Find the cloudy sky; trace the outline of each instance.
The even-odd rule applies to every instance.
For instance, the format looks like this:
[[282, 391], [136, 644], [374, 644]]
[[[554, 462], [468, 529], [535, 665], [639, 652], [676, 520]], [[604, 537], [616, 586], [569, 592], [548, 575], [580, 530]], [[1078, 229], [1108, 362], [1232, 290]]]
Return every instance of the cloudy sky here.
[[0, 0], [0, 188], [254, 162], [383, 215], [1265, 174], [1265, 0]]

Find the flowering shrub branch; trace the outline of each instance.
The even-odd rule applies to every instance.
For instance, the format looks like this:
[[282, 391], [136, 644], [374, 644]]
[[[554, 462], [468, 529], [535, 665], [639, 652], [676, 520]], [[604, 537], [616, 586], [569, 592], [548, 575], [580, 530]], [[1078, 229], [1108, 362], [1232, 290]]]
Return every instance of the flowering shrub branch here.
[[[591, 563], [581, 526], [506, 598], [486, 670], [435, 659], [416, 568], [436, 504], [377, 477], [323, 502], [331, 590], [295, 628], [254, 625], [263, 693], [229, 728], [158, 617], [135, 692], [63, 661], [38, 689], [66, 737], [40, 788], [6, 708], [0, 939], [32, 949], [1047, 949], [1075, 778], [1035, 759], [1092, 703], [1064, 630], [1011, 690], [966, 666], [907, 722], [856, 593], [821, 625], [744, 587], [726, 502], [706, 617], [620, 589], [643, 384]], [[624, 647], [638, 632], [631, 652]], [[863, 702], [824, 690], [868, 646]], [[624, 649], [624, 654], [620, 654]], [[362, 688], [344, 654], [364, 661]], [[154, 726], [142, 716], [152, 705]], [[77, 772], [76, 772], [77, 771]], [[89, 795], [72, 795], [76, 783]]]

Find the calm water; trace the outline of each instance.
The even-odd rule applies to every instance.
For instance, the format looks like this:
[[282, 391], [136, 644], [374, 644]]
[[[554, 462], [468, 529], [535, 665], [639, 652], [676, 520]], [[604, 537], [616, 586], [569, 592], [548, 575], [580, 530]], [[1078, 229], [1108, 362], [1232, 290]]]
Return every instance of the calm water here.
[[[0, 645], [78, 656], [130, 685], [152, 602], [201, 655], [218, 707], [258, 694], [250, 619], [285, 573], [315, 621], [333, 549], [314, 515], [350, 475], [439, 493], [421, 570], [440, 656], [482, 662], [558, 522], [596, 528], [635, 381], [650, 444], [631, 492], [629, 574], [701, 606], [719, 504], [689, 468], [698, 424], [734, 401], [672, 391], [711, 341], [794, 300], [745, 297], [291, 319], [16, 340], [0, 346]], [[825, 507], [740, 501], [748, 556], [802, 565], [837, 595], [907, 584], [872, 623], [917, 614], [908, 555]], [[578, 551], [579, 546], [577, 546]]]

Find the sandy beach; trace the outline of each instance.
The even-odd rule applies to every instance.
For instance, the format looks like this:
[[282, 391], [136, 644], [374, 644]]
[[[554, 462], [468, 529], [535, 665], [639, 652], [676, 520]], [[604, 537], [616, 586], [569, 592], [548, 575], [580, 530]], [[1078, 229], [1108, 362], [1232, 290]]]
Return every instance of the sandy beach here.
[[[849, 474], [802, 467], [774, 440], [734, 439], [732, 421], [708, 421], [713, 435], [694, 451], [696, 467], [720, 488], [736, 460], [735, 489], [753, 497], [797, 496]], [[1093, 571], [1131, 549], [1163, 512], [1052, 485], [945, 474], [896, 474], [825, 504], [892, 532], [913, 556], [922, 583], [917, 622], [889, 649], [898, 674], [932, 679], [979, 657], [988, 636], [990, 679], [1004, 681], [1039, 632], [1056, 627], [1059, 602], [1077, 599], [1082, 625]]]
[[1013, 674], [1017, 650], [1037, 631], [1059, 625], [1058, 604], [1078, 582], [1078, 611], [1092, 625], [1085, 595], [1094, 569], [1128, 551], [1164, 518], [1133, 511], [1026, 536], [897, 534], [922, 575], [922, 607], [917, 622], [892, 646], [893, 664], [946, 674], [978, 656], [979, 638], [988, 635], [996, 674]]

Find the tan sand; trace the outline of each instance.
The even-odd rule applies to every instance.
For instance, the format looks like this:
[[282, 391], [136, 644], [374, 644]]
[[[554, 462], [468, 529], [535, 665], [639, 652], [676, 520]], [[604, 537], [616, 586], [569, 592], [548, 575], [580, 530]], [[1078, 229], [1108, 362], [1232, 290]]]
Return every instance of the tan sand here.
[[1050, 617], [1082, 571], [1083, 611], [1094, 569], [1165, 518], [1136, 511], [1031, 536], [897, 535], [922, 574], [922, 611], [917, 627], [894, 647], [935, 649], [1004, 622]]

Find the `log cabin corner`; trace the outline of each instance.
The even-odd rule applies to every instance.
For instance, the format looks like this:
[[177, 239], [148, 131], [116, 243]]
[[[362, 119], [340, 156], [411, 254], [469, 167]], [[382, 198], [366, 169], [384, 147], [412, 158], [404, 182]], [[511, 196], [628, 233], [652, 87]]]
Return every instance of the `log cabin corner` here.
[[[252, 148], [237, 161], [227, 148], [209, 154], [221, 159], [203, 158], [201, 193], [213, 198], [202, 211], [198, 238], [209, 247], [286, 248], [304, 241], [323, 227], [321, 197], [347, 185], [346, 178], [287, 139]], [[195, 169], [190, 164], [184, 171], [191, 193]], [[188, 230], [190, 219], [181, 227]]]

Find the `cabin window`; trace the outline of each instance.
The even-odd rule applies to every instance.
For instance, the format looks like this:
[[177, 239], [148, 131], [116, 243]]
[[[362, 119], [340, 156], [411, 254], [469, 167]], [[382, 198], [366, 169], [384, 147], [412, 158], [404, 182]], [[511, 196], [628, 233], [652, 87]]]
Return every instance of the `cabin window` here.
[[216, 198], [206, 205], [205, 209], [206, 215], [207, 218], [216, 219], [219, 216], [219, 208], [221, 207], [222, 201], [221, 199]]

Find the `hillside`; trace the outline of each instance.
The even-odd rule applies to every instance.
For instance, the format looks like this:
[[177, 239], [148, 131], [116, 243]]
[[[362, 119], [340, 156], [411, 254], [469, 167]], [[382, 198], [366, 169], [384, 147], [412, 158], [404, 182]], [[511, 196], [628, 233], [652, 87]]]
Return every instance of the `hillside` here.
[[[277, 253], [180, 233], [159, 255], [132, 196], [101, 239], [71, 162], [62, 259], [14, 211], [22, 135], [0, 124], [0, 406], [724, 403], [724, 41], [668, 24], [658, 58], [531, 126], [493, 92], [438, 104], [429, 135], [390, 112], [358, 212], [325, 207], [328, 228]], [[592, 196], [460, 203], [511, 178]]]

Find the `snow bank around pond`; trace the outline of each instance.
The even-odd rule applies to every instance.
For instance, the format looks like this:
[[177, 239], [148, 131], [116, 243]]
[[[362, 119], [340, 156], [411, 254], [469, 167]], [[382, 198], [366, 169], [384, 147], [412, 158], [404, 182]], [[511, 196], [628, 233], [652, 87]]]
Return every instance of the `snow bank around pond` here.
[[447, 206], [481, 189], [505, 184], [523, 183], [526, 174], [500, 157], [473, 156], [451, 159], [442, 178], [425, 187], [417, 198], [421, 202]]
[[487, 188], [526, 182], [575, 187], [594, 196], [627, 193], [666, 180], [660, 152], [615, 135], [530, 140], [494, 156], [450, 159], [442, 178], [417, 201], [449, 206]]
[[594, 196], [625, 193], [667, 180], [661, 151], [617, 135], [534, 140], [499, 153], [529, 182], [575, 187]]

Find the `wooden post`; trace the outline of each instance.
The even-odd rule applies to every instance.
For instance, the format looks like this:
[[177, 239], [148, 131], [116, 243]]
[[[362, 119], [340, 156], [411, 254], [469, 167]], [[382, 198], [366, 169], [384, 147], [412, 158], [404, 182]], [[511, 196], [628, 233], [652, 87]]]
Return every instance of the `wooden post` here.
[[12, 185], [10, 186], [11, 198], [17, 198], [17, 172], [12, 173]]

Problem to work on
Render the rows as a numbered list without blank lines, starting at the line containing "Find the calm" and ending after the line containing "546], [577, 546]]]".

Written answer
1. Find the calm water; trace the outline of each instance.
2. The even-odd rule applies to every instance.
3. For instance, the format looks like this:
4. [[282, 391], [136, 644], [374, 644]]
5. [[[554, 462], [468, 529], [535, 665], [639, 652], [676, 520]], [[604, 537], [616, 586], [569, 592], [548, 575], [580, 530]], [[1078, 229], [1108, 362], [1232, 290]]]
6. Return every instance of the calm water here.
7. [[[0, 645], [78, 656], [130, 685], [152, 602], [201, 655], [218, 707], [258, 694], [250, 619], [285, 573], [315, 621], [333, 549], [314, 515], [350, 475], [439, 493], [421, 570], [440, 656], [482, 662], [558, 522], [596, 528], [635, 381], [650, 444], [631, 492], [629, 574], [701, 606], [719, 504], [689, 468], [698, 424], [734, 401], [672, 391], [711, 341], [794, 300], [745, 297], [291, 319], [16, 340], [0, 346]], [[825, 507], [740, 501], [748, 556], [802, 565], [837, 595], [907, 584], [872, 623], [917, 614], [908, 555]], [[578, 551], [579, 546], [577, 546]]]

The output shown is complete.